§ **PAGE**:
-------------------------

Acquisition History and Source Strategy¶

Status: Archive Audience: Team, AI agents Purpose: Preserve the earlier acquisition strategy and candidate-source reasoning that informed the current ML dataset expansion work

Why this document is archived¶

This document merges two earlier files:

the historical acquisition plan
the earlier candidate-source shortlist

It is kept for context because it explains the original reasoning behind:

targeted regional GBIF batches
tropical field priorities
the distinction between product-close data and broader robustness data
the desired long-term shape of ml/data/silver/

For the source list actually used by the code today, see ../current-training-sources.md.

Historical acquisition principles¶

The original acquisition logic was:

do not optimize for raw volume
optimize for benchmark ROI
prioritize data that resembles Niamoto’s real product targets

At that stage, the preferred order was:

real tested instance data
tropical field datasets
targeted regional GBIF
broader neighboring datasets for robustness

Historical target profile¶

The main target families were:

New Caledonia
Gabon / Cameroon
French Guiana / tropical field datasets
datasets from actually tested instances
useful GBIF corpora, but not GBIF volume for its own sake

Consequence:

forest_inventory should remain a guardrail
but it should not drive the acquisition roadmap by itself

Historical storage direction¶

The desired direction for ml/data/silver/ was to move away from a flat directory and toward provenance-oriented grouping such as:

ml/data/silver/
  instances/
  guyane/
  africa_tropical/
  gbif_targeted/

That principle still makes sense conceptually, even if the actual storage evolved incrementally.

-------------------------

Position identification records:
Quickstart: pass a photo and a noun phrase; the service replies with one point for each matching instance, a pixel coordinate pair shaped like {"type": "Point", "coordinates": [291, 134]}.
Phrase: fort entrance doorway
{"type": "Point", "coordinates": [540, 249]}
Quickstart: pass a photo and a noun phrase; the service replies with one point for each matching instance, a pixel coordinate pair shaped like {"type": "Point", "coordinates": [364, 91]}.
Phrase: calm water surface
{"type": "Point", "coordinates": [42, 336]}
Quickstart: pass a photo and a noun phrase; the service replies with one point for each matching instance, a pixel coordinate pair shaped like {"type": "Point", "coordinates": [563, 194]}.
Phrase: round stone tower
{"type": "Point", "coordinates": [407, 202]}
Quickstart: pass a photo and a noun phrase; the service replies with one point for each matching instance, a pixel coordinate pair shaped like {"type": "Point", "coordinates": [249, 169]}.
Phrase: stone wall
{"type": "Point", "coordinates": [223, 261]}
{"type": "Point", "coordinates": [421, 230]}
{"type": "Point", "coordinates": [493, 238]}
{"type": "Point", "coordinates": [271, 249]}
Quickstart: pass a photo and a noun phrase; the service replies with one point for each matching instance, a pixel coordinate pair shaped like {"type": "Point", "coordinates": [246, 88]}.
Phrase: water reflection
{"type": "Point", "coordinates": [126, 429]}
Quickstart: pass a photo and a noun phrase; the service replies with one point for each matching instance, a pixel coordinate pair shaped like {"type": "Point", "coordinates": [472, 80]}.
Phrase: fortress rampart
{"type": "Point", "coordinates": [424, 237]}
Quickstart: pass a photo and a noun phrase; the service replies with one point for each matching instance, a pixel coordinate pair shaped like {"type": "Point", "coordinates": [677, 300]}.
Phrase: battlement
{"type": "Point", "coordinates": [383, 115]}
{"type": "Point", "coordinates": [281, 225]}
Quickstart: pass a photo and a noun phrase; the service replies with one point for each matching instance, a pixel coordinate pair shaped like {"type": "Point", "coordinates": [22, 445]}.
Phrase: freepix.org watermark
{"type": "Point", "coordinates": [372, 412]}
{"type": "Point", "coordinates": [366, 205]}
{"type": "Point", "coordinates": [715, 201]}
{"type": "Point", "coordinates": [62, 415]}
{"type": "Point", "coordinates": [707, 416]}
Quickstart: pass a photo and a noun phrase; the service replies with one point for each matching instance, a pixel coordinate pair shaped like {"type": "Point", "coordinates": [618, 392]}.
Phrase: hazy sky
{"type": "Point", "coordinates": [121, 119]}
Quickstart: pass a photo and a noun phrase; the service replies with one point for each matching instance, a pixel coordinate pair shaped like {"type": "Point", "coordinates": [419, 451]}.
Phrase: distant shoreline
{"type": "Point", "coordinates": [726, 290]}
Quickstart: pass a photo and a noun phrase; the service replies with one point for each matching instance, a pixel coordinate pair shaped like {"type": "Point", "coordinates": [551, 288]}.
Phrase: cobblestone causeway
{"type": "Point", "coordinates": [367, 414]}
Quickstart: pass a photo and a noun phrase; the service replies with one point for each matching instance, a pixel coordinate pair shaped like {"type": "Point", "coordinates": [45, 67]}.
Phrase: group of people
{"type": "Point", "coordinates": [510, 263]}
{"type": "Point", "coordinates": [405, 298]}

-------------------------

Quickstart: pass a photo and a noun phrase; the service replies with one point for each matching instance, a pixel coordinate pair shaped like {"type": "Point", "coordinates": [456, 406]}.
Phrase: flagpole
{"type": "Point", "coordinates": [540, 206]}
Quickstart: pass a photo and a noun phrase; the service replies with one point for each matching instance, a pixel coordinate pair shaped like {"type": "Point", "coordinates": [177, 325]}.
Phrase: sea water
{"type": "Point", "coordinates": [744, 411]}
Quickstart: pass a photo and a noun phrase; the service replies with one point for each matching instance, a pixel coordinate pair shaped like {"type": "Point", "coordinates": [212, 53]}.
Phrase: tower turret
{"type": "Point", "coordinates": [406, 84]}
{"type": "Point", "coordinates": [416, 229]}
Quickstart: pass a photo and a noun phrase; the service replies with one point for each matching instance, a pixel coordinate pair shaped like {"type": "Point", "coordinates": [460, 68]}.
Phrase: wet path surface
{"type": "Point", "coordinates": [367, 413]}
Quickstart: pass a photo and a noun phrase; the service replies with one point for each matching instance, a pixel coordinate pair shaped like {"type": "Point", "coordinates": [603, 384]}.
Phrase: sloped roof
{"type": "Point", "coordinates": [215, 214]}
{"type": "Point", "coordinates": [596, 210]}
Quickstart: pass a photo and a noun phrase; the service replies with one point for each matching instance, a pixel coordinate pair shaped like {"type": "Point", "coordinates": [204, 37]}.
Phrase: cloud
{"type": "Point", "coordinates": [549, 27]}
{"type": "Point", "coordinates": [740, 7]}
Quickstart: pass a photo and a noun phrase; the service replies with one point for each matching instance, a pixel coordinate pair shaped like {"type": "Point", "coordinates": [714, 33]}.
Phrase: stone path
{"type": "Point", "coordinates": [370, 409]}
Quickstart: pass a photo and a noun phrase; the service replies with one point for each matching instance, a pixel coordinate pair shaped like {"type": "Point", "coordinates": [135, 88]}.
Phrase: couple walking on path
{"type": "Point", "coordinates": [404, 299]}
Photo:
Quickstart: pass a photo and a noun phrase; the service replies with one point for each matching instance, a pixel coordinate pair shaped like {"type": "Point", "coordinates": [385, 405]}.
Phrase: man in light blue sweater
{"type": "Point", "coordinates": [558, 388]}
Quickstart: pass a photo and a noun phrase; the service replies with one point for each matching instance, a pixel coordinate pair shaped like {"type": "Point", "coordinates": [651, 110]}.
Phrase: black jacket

-------------------------

§ **TASK DETAILS**: Copy the acquisition history text between "The desired direction" and "storage evolved incrementally.", inclusive, but swap "provenance-oriented grouping" for "source-based grouping".

§ **SOLUTION TO THE EXERCISE**:
The desired direction for ml/data/silver/ was to move away from a flat directory and toward source-based grouping such as:

ml/data/silver/
  instances/
  guyane/
  africa_tropical/
  gbif_targeted/

That principle still makes sense conceptually, even if the actual storage evolved incrementally.